• _What you need to do_
Check every line of the data for the string "blonde" and copy the ones that have it.

• _Given data_
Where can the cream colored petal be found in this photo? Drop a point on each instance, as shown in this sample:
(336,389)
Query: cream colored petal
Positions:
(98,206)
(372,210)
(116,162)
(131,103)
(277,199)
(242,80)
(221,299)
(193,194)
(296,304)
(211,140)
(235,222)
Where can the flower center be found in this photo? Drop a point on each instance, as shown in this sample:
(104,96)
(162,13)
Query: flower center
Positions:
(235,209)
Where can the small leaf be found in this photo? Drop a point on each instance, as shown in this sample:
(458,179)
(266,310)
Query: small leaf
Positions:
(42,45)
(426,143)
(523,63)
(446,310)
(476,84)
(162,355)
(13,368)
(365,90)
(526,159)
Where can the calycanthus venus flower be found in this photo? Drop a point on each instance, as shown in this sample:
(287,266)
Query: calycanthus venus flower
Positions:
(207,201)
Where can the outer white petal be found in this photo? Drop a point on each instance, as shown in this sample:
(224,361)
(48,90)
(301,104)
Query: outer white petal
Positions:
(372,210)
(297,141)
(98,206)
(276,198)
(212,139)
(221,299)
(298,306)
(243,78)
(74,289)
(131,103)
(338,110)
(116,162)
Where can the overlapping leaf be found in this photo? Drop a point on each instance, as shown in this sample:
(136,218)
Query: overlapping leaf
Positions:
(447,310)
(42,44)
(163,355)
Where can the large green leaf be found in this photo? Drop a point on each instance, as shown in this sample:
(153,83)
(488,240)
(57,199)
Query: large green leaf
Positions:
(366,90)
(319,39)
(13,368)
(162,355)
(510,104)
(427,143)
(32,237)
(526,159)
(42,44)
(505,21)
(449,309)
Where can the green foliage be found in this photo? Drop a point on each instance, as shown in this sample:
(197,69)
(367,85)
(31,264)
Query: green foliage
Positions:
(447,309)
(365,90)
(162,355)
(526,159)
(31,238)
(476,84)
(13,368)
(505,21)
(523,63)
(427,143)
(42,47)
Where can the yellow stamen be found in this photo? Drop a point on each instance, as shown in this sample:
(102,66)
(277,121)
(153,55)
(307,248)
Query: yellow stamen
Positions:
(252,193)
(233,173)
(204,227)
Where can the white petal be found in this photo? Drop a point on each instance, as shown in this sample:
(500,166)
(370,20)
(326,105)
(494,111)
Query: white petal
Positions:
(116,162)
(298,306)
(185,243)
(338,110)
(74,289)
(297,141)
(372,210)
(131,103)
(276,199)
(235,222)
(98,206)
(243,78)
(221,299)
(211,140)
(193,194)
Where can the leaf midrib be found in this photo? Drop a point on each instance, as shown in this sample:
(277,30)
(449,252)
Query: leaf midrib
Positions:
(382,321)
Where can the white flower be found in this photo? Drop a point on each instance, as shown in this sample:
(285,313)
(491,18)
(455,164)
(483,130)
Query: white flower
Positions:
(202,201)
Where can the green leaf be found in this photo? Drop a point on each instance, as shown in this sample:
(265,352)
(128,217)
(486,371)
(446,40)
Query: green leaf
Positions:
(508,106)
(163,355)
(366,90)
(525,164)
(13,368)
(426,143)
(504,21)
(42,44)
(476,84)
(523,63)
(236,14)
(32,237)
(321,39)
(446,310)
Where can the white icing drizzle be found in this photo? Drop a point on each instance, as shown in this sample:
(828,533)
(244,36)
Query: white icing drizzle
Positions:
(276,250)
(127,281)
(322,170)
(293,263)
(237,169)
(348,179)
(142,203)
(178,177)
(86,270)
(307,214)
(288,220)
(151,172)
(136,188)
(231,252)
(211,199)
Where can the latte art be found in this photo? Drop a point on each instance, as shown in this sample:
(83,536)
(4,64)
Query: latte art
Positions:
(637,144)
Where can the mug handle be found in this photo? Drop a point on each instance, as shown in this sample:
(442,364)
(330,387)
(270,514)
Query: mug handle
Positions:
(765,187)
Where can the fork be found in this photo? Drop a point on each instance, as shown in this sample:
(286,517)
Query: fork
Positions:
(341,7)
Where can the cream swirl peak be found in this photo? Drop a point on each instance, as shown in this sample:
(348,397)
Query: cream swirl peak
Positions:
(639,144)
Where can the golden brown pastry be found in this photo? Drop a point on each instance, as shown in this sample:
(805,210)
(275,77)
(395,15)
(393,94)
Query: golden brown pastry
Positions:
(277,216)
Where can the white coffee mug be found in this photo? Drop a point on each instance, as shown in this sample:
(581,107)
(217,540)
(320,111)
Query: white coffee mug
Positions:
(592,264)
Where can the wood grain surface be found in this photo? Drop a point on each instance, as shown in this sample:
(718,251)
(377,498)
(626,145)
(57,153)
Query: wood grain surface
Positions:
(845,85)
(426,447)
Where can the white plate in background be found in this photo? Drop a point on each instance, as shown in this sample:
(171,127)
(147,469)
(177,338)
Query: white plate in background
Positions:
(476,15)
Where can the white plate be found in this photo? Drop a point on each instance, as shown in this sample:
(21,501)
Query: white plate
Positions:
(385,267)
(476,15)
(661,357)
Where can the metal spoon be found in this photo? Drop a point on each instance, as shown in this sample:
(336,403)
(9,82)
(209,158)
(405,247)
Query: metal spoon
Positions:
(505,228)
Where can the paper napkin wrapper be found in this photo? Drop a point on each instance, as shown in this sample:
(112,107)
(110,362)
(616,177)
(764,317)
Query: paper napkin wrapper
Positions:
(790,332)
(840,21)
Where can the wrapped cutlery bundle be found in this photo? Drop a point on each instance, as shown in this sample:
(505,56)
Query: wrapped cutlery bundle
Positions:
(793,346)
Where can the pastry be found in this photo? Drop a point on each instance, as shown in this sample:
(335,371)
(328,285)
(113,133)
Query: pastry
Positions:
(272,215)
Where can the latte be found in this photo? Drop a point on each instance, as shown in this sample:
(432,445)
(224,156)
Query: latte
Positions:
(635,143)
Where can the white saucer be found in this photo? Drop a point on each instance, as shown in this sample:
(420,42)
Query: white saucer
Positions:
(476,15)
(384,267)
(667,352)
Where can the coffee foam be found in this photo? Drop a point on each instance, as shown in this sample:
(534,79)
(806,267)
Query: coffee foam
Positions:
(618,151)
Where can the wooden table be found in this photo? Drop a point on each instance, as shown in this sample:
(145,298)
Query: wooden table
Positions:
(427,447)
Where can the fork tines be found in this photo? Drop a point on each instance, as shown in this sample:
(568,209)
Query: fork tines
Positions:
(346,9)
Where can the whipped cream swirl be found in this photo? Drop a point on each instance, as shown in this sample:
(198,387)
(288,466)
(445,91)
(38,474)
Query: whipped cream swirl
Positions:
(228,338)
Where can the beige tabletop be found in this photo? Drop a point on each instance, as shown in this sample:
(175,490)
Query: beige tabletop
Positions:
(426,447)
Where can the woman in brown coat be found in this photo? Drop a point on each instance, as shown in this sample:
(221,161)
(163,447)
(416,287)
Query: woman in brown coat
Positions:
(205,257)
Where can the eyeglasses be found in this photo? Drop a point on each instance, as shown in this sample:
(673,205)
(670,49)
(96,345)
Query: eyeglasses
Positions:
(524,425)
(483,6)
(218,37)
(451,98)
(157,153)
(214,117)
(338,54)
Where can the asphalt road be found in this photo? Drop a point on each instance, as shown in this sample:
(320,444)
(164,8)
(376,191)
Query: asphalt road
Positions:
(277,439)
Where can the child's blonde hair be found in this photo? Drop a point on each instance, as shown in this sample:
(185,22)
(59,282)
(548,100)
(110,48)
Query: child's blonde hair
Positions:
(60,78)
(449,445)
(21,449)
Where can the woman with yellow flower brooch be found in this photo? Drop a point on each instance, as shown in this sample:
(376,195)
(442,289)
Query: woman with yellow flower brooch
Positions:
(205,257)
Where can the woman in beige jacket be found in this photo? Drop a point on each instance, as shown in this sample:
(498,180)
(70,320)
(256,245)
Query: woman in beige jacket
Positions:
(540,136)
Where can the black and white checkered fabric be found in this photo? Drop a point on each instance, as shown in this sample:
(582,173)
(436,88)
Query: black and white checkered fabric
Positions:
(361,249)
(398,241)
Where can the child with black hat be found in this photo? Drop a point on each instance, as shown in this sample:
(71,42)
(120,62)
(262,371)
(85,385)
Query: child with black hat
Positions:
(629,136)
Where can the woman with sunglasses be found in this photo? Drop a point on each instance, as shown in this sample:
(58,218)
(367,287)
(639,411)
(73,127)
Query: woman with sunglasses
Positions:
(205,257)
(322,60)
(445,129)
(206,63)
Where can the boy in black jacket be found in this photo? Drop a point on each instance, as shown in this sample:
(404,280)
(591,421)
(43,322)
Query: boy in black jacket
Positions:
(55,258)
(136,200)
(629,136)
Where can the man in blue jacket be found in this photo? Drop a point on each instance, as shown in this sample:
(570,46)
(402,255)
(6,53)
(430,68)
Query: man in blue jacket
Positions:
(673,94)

• _Exercise answer_
Where can the child's blonde hair be found in this photo? Drop a point on each instance, as shown in this sample:
Query: child's blonde hair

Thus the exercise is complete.